OBJECTIF DE L'EXERCICE: D'après le texte sur les emprunts structurés, combien de pages compte le rapport de la mission spéciale ?

TEXTE À LIRE:
====

Les emprunts structurés (ou toxiques) : environ 100 millions dépensés pour rien, à l'ordre du jour du Conseil

par Frédéric Lefebvre-Naré

3. Rapport de la mission spéciale sur les emprunts de la Ville

Le maire rappelle que "11 collègues" (14 en fait) ont demandé cette mission qui s'est déroulée dans un "climat cordial" et "remercie les services de la Ville pour leur concours".

Pierre Abrinas, rapporteur de cette mission, en rend compte, commençant par rappeler la liste des membres, dont pour l'opposition Fabien Bénédic et moi-même. "Il a été établi un rapport de 43pages consultable quand on veut sur l'internet de la Ville" (je ne l'y trouve pas).

"Au pic de la structuration des encours, la part des emprunts structurés était de 25% du total pour les collectivités de moins de 100000 habitants. La solution viendra avec le Fonds de Soutien, près de 2,6 milliards apportés par l'État.''

Les mécanismes des refinancements étant très compliqués, selon M. Abrinas, "évaluer précisément le coût des emprunts s'avère une utopie ; toutes choses égales par ailleurs (sic), il convient de s'intéresser à la dette actuelle qui a été assainie."

"En 2002, on ne connaissait pas les conséquences des emprunts à risque ; en 2008-2009, on les connaissait bien."

Fabien Bénédic (PS) : "j'avais prévu de dénoncer la farce qu'a été cette mission, mais en écoutant M. Abrinas, je vois que le travail est fait ! Les deux représentants de l'opposition n'ont ni cautionné ni voté ce rapport. Cette commission a été une mascarade. Dans votre tribune municipale, vous parlez de transparence !

Nous pourrions avec Frédéric Lefebvre-Naré écrire un contre-rapport qui serait bien plus étayé. Je n'implique pas les services, qui ont fait ce qu'on leur demandait de faire… mais bien votre équipe.

====

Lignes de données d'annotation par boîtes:
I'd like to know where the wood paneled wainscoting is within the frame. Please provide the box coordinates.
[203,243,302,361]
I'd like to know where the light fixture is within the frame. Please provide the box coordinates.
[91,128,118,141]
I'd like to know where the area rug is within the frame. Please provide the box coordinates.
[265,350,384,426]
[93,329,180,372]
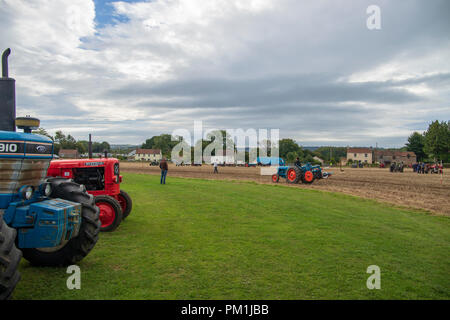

====

BONNE RÉPONSE: Le rapport compte 43 pages.